Your objective - Please retype the records below line for line, with no changes to wording, punctuation, or order.

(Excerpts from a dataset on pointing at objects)
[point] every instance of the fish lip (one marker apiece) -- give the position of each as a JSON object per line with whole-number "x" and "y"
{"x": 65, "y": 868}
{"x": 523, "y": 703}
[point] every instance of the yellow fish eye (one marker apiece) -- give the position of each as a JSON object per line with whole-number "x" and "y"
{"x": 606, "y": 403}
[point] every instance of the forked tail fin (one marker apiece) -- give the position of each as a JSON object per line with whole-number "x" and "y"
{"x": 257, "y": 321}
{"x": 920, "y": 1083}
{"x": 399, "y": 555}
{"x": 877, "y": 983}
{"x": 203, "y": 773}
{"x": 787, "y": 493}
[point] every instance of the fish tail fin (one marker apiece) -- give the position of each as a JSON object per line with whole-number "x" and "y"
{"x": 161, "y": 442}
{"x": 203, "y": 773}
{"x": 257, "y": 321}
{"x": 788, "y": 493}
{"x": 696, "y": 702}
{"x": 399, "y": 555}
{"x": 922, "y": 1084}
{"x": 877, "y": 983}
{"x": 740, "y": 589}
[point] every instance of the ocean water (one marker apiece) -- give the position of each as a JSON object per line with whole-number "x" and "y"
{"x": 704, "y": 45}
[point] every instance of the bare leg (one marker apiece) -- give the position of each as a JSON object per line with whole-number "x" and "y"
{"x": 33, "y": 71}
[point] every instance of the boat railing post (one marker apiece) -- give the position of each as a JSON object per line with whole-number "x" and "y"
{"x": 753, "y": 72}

Exercise result -
[point] every instance of the fish lip (one marker apiece) -- give the position of each as a JSON object per line with whole-number "x" and "y"
{"x": 65, "y": 868}
{"x": 523, "y": 703}
[point] every instance of the yellow fish eye (one marker apiece) -- give the position of each as a JSON object per line with whole-number "x" and "y"
{"x": 606, "y": 403}
[point] every instance of the forked tail fin (one marker apiece) -- give the position of each as a JSON object per line with whole-number "x" and "y"
{"x": 257, "y": 321}
{"x": 920, "y": 1083}
{"x": 399, "y": 555}
{"x": 877, "y": 983}
{"x": 203, "y": 773}
{"x": 787, "y": 493}
[point] every instance of the fish tail fin (one marker apiece) -- give the position of each as a JSON object per line with whole-number "x" and "y"
{"x": 161, "y": 442}
{"x": 203, "y": 773}
{"x": 257, "y": 321}
{"x": 788, "y": 493}
{"x": 696, "y": 702}
{"x": 399, "y": 555}
{"x": 922, "y": 1084}
{"x": 877, "y": 983}
{"x": 740, "y": 589}
[point] every instance of the ocean water (one marker apiece) -- give the position of each as a JSON object per line with whole-number "x" and "y"
{"x": 704, "y": 45}
[point] every instance of the bare leg (one marker apiece) -- give the position of each as a JSON object per line with whole-number "x" and "y"
{"x": 33, "y": 71}
[point] every instance of the boat railing post (one marker apiece) -- give the position of each as a JSON object per line with whole-number "x" and "y"
{"x": 753, "y": 72}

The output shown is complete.